*ACTION ITEM*. The required output is the line that contains "bushy evergreen, middle" and every line after it, each written out exactly, up to the end of the entries.
INPUT DATA START
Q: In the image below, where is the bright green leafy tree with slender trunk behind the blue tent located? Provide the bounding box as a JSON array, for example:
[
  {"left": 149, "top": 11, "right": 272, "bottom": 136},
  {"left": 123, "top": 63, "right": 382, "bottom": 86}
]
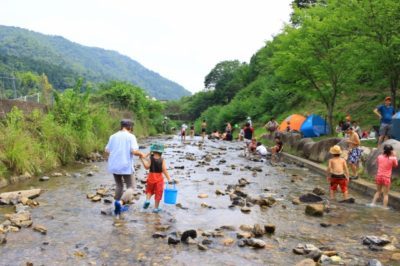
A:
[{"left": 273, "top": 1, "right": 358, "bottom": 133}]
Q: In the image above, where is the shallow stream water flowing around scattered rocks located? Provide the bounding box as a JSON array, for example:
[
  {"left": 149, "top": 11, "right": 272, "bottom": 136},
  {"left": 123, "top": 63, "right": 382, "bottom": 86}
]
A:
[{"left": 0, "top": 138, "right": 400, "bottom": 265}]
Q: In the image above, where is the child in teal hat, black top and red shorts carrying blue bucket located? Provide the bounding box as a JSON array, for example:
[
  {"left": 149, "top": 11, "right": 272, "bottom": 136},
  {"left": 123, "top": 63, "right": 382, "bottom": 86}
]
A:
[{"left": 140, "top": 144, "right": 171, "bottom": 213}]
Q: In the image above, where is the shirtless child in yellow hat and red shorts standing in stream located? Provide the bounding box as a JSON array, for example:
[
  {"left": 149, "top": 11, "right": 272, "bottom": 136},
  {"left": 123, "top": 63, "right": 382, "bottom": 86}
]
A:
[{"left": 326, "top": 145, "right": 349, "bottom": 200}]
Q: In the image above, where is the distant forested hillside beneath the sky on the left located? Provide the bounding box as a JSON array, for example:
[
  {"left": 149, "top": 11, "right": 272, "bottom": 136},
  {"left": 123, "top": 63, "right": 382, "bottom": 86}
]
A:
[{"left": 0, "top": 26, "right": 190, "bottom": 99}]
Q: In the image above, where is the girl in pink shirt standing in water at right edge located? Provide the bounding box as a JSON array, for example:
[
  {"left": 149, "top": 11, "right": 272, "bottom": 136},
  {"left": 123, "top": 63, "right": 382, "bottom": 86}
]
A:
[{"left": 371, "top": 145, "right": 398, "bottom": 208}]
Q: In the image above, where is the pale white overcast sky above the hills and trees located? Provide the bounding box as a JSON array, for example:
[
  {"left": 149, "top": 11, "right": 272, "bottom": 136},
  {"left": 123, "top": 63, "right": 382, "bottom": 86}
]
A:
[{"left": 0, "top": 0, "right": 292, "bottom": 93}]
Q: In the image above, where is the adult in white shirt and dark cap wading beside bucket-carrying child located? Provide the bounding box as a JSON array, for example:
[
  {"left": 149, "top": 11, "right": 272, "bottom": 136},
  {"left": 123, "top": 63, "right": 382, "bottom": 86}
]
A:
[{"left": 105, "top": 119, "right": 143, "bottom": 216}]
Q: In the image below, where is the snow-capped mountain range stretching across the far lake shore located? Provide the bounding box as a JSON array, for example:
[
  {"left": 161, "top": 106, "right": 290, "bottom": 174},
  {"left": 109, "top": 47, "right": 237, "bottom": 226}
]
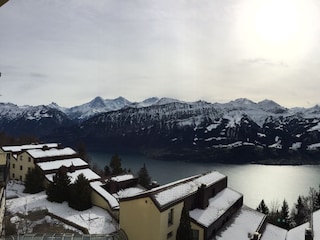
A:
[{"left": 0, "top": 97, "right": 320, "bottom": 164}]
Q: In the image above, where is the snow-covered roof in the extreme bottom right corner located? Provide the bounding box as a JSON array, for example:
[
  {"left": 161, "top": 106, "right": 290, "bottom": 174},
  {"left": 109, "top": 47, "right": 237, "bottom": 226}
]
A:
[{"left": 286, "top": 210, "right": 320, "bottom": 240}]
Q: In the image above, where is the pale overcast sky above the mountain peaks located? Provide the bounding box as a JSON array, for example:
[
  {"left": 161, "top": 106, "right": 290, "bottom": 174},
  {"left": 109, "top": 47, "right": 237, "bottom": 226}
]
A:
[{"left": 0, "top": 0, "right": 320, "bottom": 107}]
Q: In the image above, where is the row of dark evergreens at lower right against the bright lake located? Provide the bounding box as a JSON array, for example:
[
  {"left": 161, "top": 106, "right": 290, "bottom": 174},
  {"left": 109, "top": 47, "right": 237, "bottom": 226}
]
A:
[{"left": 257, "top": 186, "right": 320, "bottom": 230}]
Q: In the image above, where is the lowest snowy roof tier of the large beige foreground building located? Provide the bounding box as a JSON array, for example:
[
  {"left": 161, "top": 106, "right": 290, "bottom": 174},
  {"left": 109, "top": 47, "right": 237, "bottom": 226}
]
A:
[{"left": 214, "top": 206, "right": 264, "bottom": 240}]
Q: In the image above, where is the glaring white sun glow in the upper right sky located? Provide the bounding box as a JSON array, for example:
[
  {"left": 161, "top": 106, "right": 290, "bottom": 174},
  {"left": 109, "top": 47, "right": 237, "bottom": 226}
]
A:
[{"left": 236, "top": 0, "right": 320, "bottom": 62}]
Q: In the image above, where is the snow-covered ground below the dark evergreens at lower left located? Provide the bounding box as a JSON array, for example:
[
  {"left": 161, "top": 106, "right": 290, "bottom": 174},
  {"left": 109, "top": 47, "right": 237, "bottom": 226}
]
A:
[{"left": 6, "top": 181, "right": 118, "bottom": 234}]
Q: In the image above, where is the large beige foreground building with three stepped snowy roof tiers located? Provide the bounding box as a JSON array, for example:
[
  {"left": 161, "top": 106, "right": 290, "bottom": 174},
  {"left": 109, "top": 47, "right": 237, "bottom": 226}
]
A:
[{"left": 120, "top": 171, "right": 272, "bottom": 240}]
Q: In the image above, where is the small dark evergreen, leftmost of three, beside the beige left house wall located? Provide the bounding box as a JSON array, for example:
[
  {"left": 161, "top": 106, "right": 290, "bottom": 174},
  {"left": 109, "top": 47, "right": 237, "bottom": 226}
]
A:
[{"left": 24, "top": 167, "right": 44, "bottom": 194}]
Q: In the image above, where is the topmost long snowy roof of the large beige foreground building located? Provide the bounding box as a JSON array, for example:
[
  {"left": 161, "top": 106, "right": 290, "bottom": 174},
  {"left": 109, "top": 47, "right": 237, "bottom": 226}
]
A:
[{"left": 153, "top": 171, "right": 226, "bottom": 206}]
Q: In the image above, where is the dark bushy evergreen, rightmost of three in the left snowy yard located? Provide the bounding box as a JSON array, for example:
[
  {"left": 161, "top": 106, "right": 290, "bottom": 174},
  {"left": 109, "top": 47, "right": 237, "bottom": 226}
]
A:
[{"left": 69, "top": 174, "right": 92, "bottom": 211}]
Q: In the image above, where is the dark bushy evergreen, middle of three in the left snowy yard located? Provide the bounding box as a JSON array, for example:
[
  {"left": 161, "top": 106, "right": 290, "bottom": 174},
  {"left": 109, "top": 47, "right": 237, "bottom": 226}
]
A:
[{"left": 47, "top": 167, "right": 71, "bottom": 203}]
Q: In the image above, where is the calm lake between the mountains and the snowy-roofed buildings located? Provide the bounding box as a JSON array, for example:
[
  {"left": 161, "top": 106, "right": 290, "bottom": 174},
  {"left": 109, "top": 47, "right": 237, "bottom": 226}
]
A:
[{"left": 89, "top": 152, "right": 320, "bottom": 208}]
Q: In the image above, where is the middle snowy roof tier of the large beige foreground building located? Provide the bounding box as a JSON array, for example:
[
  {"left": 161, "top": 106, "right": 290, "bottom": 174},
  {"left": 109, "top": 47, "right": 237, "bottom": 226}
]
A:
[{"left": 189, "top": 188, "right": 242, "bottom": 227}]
INPUT DATA END
*THE COMPLETED TASK*.
Q: In the image above, where is the dark bushy evergreen, middle of three in the left snowy yard located? Provide the bounding box as a JSON array, for example:
[
  {"left": 161, "top": 106, "right": 290, "bottom": 174},
  {"left": 109, "top": 47, "right": 237, "bottom": 226}
]
A:
[{"left": 47, "top": 167, "right": 71, "bottom": 203}]
Q: In the image above, where is the calm lake between the mountains and the snowy-roofed buildings located? Provide the bounding box as a JSON array, for example:
[
  {"left": 161, "top": 106, "right": 290, "bottom": 174},
  {"left": 109, "top": 47, "right": 237, "bottom": 226}
]
A:
[{"left": 89, "top": 152, "right": 320, "bottom": 208}]
Q: In the image above, where is the middle snowy roof tier of the large beige foreground building located? Provide the bounding box as a JSON array, for example:
[
  {"left": 161, "top": 106, "right": 290, "bottom": 174},
  {"left": 109, "top": 47, "right": 237, "bottom": 226}
]
A:
[{"left": 189, "top": 188, "right": 242, "bottom": 227}]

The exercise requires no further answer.